§ **WHAT THE EXERCISE ASKS**:
Print the portion of the WTAW radio station text below that lies between "The Glenn Beck" and "and Bill Cunningham.", inclusive, reproducing it word for word.

§ **SELECTED EXTRACT**:

+---+

WTAW (1620 kHz), branded as "News Talk 1620 94.5 WTAW", is a commercial talk AM radio station licensed to serve College Station, Texas. Owned by the Bryan Broadcasting Company, WTAW covers College Station, Bryan and much of the Brazos Valley. Its studios and transmitter site are located in College Station.

In addition to a standard analog transmission, WTAW broadcasts in HD Radio, utilizing the in-band on-channel hybrid standard, is simulcast over low-power FM translator K233DU (94.5 FM) College Station, and is available online.

Programming

WTAW personality Scott DeLucia hosts the morning-drive program, The Infomaniacs along with Chelsea Reber on news and Zach Taylor on sports. The show is best known for quick wit and Zach being made fun of by the other hosts.

The Glenn Beck Program, The Clay Travis and Buck Sexton Show (a direct successor to The Rush Limbaugh Show), and The Sean Hannity Show (via Premiere Networks) air during the late morning, midday, and afternoons, respectively. Joe Pags (via Compass Media Networks), Coast to Coast AM (via Premiere) and This Morning, America's First News with Gordon Deal (via Compass) also air on the station. Weekend hosts include Kim Komando and Bill Cunningham.

+---+

§ **GIVEN ENTRIES**:
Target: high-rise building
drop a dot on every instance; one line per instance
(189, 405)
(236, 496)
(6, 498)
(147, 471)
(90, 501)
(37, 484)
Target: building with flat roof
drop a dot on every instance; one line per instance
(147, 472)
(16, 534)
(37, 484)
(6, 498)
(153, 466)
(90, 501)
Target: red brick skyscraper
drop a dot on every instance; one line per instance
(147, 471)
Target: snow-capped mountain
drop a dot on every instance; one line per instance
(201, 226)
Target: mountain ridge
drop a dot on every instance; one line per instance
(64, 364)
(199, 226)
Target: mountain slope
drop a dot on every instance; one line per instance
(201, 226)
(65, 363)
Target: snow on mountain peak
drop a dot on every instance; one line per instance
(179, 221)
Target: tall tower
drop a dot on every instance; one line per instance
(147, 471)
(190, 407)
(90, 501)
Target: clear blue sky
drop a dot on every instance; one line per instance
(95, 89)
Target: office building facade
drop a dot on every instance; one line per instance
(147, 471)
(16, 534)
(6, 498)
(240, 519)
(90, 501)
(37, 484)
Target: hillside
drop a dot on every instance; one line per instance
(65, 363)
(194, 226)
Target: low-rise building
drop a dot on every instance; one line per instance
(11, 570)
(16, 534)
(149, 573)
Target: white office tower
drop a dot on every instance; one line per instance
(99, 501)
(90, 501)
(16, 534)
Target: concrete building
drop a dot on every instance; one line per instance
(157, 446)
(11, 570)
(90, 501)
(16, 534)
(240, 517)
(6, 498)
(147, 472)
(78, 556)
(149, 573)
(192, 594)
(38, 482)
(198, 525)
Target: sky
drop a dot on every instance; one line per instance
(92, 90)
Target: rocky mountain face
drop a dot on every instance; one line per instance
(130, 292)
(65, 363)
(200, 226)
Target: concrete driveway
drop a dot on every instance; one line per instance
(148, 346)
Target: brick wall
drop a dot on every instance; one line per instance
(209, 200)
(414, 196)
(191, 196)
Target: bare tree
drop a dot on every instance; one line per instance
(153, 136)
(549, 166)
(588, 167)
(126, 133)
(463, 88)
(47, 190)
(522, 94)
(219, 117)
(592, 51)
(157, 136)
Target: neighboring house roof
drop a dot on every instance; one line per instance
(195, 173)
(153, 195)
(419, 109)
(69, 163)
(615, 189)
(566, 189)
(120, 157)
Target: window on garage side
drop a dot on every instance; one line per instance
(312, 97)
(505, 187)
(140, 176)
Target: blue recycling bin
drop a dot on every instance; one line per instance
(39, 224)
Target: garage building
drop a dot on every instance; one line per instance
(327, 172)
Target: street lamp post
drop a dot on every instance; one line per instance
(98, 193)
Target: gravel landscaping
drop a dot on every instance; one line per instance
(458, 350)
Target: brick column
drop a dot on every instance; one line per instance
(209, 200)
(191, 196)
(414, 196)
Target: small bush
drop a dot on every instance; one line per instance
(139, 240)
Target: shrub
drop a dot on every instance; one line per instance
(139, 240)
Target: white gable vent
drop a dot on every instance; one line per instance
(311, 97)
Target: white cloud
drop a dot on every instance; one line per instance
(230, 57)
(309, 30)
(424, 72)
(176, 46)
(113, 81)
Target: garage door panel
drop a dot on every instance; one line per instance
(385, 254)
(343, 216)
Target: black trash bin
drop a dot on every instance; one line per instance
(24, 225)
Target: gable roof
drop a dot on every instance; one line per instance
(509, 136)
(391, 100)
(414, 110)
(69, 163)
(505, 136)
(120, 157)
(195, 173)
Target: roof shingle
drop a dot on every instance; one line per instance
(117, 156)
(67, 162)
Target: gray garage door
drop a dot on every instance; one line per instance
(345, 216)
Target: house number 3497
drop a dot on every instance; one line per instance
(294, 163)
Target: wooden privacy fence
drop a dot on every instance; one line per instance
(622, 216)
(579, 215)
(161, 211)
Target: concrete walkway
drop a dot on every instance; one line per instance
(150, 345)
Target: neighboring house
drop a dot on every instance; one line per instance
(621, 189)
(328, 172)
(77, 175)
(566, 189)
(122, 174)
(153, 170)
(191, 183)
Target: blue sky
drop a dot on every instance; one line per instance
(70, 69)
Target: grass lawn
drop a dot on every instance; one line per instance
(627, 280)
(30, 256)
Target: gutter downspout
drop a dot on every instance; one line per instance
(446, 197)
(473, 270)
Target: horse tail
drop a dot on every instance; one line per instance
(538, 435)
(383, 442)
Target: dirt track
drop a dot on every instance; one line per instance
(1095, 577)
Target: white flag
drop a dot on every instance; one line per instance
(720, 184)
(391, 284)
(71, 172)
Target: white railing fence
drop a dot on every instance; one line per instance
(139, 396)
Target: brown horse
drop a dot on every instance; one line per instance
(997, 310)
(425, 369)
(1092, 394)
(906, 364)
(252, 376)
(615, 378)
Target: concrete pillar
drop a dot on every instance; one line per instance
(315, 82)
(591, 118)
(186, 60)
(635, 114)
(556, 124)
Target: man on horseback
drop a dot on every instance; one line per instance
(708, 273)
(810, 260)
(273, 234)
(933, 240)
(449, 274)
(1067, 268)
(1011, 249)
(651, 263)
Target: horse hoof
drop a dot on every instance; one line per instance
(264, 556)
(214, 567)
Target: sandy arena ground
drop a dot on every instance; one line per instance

+---+

§ **FINAL RESULT**:
The Glenn Beck Program, The Clay Travis and Buck Sexton Show (a direct successor to The Rush Limbaugh Show), and The Sean Hannity Show (via Premiere Networks) air during the late morning, midday, and afternoons, respectively. Joe Pags (via Compass Media Networks), Coast to Coast AM (via Premiere) and This Morning, America's First News with Gordon Deal (via Compass) also air on the station. Weekend hosts include Kim Komando and Bill Cunningham.